_What you should do_: Convert every line of the material below into a numbered list, leaving out blank lines.

_Materials provided_:
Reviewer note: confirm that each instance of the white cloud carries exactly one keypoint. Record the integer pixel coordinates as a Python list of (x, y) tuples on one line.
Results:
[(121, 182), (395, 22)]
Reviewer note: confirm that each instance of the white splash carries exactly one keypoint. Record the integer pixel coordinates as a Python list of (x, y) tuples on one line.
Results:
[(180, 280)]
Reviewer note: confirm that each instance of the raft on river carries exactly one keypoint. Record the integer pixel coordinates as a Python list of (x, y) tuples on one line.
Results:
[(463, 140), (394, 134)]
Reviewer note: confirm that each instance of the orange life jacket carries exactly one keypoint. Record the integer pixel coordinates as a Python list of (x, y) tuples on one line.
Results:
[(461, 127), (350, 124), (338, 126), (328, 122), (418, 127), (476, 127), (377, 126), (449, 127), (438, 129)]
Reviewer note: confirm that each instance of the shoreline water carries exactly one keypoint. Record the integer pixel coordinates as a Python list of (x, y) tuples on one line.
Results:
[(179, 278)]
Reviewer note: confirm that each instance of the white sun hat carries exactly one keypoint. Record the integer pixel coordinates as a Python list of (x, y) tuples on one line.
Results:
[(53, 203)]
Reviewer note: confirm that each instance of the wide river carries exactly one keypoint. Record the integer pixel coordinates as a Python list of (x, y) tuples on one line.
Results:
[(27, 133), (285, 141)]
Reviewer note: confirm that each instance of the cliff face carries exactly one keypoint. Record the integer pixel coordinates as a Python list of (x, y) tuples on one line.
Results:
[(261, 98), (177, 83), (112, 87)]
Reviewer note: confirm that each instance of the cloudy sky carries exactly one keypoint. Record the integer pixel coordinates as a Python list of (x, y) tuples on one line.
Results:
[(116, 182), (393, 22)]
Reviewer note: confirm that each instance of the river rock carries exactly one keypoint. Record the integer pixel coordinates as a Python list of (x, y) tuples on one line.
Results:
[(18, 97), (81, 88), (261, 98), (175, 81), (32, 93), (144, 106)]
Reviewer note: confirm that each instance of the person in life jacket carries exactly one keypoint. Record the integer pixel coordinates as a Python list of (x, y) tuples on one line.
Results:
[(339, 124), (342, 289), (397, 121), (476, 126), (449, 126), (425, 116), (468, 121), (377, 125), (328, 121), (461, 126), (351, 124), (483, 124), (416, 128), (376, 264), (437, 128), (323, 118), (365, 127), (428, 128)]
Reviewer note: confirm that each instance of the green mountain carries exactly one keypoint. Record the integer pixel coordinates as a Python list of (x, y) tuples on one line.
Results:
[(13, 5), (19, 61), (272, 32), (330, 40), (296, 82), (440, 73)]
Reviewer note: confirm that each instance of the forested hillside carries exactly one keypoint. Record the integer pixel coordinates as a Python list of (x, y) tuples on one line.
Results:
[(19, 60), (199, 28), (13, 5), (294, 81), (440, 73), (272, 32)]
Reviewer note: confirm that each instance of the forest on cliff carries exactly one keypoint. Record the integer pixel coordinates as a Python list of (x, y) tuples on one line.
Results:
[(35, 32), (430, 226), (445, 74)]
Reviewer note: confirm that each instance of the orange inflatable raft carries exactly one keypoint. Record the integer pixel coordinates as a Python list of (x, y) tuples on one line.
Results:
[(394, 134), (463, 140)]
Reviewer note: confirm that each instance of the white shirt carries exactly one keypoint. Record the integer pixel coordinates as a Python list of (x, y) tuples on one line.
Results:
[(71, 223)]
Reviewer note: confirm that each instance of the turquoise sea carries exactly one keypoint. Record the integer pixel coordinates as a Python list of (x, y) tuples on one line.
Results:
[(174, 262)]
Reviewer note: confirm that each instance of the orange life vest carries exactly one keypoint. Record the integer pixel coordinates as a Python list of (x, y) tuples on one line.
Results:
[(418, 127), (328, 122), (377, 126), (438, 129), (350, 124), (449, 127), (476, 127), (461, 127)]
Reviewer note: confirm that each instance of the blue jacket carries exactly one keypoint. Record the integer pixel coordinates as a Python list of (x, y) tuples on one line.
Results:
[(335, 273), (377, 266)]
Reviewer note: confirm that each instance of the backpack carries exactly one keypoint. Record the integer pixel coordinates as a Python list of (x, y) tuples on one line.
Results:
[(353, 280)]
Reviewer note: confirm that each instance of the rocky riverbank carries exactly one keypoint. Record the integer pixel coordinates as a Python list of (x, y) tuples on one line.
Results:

_Written solution_:
1. Reviewer note: confirm that each instance of the white cloud carries exactly one keypoint. Record the integer pixel coordinates as a Python list of (x, y) tuples on one line.
2. Results:
3. [(121, 182), (395, 22)]
4. Reviewer note: confirm that each instance of the white splash carries exactly one keypoint. Record the integer pixel coordinates as a Python list of (x, y) tuples on one line.
5. Results:
6. [(180, 280)]
7. Reviewer note: confirm that each instance of the raft on river carries exactly one keypoint. Record the integer pixel coordinates as a Python list of (x, y) tuples on one line.
8. Results:
9. [(463, 140), (394, 134)]
10. Reviewer note: confirm that each instance of the orange life jacket carries exactly one keypoint. Record the integer pixel coordinates as a Python list of (x, y) tuples on one line.
11. Results:
12. [(461, 127), (350, 124), (338, 126), (328, 122), (418, 127), (476, 127), (377, 126), (449, 127), (438, 129)]
13. Reviewer note: confirm that each instance of the shoreline water carries exactly one keypoint. Record the integer pixel coordinates as a Python list of (x, y) tuples on one line.
14. Results:
15. [(179, 278)]
16. Reviewer note: confirm that each instance of the white sun hat carries exactly one keypoint. Record the integer pixel coordinates as a Python list of (x, y) tuples on one line.
17. Results:
18. [(53, 203)]
19. Reviewer note: confirm that each instance of the wide river carries exactly one keypoint. Record the integer pixel coordinates as a Python list of (x, y) tuples on one line.
20. Results:
21. [(27, 133), (285, 141)]
22. Reviewer note: confirm that each instance of the cliff face carries exactly one keypoint. Record the integer pixel coordinates as a Python list of (x, y) tuples on one line.
23. Results:
24. [(261, 98), (177, 83), (112, 87)]
25. Reviewer note: confirm that each instance of the cloudy sky carries exactly one keypoint. Record the integer pixel coordinates as a Python list of (x, y) tuples on one line.
26. Results:
27. [(116, 182), (393, 22)]
28. Reviewer note: confirm that each instance of the river rock carries exactly one keypoint. Record the integer pixel coordinates as a Python list of (x, y) tuples on one line.
29. Results:
30. [(18, 97), (81, 88), (261, 98), (175, 81), (32, 93), (144, 106)]
31. Reviewer note: confirm that each instance of the person in life jacket carries exactly one keypoint. Record the integer pixel coordinates as a Python list of (x, y) tuples on one line.
32. Results:
33. [(339, 124), (342, 289), (397, 121), (476, 126), (449, 126), (425, 116), (468, 121), (377, 125), (328, 121), (461, 126), (351, 124), (483, 124), (416, 128), (376, 264), (437, 128), (323, 118), (365, 127), (428, 128)]
34. Reviewer note: confirm that each instance of the green mountain carries exactly one keypoint. Record the integer pixel coordinates as a Python list of (x, y) tuples on one line.
35. Results:
36. [(13, 5), (19, 61), (272, 32), (330, 40), (296, 82), (440, 73)]
37. Reviewer note: confirm that each instance of the forested hillside carries exactly one keypoint. Record the integer pixel coordinates as a Python list of (x, y) tuples on one line.
38. Results:
39. [(19, 60), (199, 28), (13, 5), (294, 81), (440, 73), (272, 32)]
40. Reviewer note: confirm that each instance of the forest on cliff carries exactly one keypoint. Record the integer pixel coordinates as a Python list of (x, y) tuples on one line.
41. Results:
42. [(35, 32), (430, 226), (445, 74)]
43. Reviewer note: confirm that each instance of the orange inflatable raft carries exactly one keypoint. Record the integer pixel coordinates as a Python list of (x, y) tuples on one line.
44. Results:
45. [(394, 134), (463, 140)]
46. Reviewer note: confirm that each instance of the white shirt carries exactly one keypoint. Record the integer pixel coordinates as a Python list of (x, y) tuples on one line.
47. Results:
48. [(71, 223)]
49. Reviewer note: confirm that each instance of the turquoise sea carries exactly one keypoint. Record the integer pixel coordinates as a Python list of (x, y) tuples on one line.
50. Results:
51. [(174, 262)]
52. Reviewer note: confirm that each instance of the orange life vest carries exactly one keypoint. Record the integer pixel coordinates as a Python list of (x, y) tuples on one line.
53. Results:
54. [(418, 127), (328, 122), (377, 126), (438, 129), (350, 124), (449, 127), (476, 127), (461, 127)]
55. Reviewer note: confirm that each instance of the blue jacket carries exactly one keypoint. Record the integer pixel coordinates as a Python list of (x, y) tuples on one line.
56. Results:
57. [(335, 273), (377, 266)]
58. Reviewer note: confirm that each instance of the backpack carries exactly one keypoint. Record the integer pixel coordinates as a Python list of (x, y) tuples on one line.
59. Results:
60. [(353, 280)]
61. Reviewer note: confirm that each instance of the rocky riverbank carries exactly one keypoint. Record the integer pixel coordinates as a Python list of (x, y) tuples on one line.
62. Results:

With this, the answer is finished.